Your goal – In the article on China's rural healthcare fund, write out the passage from "It means central" to "the actual expenses." again, swapping "farmers" for "villagers".

Given text –
=== Section Start ===

China to expand rural healthcare with increased fund

(Xinhua)
Updated: 2008-02-16 09:41

China's rural cooperative medical care system is to expand to cover all rural residents by the end of 2008 and government spending on the system will be sharply increased, Vice Premier Wu Yi said at a national conference in Beijing on Friday.

Fund pooled for each person in the scheme will be doubled to 100 yuan ($13.93) in two years, she said.

It means central and local government subsidies will be increased from 40 yuan to 80 yuan per person, according to Ding Xudong, official with the Ministry of Finance.

The scheme, seen by many as a way to help Chinese farmers who have virtually no medical insurance, now requires a participant to pay 10 yuan a year. Central, provincial, municipal and county governments supply another 40 yuan per person to the fund.

When rural residents fall seriously ill, the pooled funds cover part of their medical costs. Coverage varies by illness and the actual expenses.

Initiated in 2003, the system has expanded to cover 730 million rural residents, or approximately 86 percent of rural areas by the end of 2007.

A total of 42.8 billion yuan was pooled by the fund last year, according to Wu, compared with only 4 billion yuan in 2003.

The fund paid out about 59.1 billion yuan over the past five years in reimbursements. Beneficiaries from the cooperative medical care system reached 920 million person-times.

Wu stressed at the conference that construction of medical service networks should be reinforced, pharmaceutical supply for rural areas and the management of the medicare fund should be supervised.

=== Section End ===

Study material –
=== Section Start ===

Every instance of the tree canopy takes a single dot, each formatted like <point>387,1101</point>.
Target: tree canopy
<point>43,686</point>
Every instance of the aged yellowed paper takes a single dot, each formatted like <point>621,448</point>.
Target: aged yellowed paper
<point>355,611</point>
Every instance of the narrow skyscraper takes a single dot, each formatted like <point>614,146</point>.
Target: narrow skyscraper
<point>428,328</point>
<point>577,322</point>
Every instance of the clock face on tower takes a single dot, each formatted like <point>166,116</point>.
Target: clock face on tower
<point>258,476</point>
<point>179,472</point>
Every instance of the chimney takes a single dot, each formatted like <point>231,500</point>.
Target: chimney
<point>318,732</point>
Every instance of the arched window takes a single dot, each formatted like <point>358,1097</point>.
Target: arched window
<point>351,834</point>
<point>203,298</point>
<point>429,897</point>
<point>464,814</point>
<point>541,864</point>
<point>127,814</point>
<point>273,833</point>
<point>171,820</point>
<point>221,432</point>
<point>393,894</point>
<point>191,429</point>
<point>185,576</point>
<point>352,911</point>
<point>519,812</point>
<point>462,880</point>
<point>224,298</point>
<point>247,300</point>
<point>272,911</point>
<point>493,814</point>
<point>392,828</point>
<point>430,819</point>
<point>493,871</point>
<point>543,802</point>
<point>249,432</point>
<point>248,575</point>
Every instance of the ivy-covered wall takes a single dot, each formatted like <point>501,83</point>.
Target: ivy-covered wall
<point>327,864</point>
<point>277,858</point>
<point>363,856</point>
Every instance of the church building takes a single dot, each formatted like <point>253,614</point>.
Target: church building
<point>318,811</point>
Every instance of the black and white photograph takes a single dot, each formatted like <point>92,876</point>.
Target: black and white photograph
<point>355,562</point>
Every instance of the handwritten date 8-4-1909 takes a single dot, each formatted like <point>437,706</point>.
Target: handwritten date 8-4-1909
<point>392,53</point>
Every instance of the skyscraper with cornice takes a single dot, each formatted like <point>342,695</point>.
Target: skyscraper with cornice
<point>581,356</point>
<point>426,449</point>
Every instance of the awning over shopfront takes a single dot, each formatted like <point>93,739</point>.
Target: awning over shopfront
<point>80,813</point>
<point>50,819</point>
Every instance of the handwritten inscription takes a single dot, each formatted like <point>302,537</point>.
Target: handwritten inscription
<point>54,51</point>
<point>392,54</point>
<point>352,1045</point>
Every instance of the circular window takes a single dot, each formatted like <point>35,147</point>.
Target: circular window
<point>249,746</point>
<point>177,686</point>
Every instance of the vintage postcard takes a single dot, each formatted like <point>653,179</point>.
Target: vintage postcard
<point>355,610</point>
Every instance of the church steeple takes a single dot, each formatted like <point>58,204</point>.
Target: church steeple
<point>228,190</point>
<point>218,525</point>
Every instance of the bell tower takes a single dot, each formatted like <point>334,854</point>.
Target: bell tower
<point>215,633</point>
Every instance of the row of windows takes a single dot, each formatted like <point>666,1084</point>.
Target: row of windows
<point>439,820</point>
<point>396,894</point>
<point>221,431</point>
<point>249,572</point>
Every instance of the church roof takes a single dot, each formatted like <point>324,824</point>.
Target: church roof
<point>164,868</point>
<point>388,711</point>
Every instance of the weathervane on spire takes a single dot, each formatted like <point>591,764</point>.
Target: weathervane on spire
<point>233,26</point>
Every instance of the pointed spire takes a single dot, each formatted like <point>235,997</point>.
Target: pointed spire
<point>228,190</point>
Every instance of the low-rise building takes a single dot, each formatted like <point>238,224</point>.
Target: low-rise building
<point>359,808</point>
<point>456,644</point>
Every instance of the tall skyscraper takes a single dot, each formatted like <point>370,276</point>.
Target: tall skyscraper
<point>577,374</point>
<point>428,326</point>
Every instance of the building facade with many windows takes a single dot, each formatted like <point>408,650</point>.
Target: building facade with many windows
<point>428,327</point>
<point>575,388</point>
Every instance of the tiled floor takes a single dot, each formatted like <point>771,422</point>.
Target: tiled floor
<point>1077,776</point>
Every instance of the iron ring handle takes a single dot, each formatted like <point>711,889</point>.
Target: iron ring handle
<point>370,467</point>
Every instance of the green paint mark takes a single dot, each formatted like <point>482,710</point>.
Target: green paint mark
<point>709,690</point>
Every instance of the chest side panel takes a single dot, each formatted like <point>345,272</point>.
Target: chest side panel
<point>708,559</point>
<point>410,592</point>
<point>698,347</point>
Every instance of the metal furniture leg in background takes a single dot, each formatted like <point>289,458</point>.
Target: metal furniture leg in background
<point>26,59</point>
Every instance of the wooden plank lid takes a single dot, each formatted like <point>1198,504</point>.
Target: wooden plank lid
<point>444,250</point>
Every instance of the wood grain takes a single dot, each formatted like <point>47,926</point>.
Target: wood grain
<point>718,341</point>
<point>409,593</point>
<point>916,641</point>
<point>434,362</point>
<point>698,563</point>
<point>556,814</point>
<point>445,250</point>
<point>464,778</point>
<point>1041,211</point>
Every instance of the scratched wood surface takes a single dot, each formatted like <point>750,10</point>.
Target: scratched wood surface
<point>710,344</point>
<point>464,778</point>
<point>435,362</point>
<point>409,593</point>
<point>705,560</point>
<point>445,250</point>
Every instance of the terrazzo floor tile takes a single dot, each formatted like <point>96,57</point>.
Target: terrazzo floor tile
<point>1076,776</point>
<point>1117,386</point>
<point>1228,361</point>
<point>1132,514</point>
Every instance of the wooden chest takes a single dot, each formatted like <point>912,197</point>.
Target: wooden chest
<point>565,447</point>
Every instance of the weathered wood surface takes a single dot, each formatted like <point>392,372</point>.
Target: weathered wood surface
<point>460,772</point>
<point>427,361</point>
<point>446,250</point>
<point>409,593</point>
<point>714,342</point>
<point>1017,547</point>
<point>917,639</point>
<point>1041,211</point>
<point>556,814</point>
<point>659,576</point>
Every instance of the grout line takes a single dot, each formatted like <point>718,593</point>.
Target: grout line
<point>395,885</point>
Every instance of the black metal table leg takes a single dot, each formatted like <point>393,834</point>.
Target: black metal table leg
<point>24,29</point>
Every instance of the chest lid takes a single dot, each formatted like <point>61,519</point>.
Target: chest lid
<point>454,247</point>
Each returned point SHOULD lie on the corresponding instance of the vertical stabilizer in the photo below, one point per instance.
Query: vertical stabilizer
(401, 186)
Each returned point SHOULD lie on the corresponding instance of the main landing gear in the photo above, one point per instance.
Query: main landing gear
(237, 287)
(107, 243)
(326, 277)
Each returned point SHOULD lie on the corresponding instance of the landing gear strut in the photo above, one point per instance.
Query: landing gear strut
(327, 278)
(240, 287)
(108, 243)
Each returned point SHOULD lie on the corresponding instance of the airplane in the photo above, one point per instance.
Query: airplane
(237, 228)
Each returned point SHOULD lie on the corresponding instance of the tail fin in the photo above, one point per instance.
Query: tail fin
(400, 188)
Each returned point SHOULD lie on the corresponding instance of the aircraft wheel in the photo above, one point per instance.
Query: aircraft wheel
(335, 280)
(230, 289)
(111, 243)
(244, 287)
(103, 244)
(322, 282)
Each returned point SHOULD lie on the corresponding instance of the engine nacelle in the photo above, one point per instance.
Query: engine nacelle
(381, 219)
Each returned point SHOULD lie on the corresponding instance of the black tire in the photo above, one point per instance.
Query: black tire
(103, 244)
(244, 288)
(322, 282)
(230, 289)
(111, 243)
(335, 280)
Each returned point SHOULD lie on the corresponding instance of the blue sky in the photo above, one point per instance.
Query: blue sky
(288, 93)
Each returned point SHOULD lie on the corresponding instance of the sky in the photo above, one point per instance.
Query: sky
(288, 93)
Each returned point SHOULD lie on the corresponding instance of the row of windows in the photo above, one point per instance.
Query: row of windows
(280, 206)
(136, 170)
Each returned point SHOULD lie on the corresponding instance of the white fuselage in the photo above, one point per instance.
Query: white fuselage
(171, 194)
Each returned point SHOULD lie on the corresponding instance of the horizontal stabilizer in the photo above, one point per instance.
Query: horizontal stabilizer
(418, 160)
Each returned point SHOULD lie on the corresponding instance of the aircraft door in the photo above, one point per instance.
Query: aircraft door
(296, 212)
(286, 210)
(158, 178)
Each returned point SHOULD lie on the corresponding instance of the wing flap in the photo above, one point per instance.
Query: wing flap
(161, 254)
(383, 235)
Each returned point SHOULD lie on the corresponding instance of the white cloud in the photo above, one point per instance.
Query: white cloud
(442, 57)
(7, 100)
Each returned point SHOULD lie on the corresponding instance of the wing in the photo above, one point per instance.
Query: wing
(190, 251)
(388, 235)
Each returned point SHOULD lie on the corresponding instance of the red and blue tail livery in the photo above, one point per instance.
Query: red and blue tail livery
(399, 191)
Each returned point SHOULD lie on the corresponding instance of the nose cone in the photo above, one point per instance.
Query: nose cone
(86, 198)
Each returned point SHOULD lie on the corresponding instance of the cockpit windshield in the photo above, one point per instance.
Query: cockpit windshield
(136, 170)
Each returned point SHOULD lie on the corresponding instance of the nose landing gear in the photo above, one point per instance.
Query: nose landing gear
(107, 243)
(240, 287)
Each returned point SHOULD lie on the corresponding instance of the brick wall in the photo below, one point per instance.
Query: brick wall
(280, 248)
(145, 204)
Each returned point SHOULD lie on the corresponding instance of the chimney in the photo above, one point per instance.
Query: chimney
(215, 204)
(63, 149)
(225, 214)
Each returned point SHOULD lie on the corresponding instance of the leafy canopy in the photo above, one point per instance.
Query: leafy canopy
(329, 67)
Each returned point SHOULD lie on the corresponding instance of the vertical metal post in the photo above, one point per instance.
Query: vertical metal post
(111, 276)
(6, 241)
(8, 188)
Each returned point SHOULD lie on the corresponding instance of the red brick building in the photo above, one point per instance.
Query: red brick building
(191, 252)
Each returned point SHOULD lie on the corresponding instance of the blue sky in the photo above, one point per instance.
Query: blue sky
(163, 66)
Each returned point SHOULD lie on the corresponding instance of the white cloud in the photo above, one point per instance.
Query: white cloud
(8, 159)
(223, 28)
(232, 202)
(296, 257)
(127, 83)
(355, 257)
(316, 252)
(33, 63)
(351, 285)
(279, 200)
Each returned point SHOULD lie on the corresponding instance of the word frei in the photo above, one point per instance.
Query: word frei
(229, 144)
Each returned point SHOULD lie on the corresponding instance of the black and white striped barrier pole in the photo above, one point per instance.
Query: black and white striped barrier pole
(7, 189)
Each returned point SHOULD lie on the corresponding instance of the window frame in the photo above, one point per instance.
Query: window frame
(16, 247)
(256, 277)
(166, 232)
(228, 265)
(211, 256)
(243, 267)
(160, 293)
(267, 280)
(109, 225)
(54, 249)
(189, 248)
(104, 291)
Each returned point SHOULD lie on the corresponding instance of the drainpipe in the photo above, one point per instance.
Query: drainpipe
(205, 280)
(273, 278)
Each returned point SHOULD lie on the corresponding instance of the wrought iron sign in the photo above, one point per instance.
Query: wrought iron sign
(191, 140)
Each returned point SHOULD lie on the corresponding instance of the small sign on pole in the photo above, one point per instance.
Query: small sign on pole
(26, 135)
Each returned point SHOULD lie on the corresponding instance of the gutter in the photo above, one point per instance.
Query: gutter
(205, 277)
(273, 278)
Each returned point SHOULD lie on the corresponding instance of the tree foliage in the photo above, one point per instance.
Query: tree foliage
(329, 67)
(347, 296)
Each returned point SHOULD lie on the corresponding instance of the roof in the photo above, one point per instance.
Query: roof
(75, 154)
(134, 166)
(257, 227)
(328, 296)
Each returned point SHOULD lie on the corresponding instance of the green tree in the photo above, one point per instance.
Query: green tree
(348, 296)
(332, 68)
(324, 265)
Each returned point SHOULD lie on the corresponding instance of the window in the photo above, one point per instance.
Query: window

=== Section End ===

Result of this task –
It means central and local government subsidies will be increased from 40 yuan to 80 yuan per person, according to Ding Xudong, official with the Ministry of Finance.

The scheme, seen by many as a way to help Chinese villagers who have virtually no medical insurance, now requires a participant to pay 10 yuan a year. Central, provincial, municipal and county governments supply another 40 yuan per person to the fund.

When rural residents fall seriously ill, the pooled funds cover part of their medical costs. Coverage varies by illness and the actual expenses.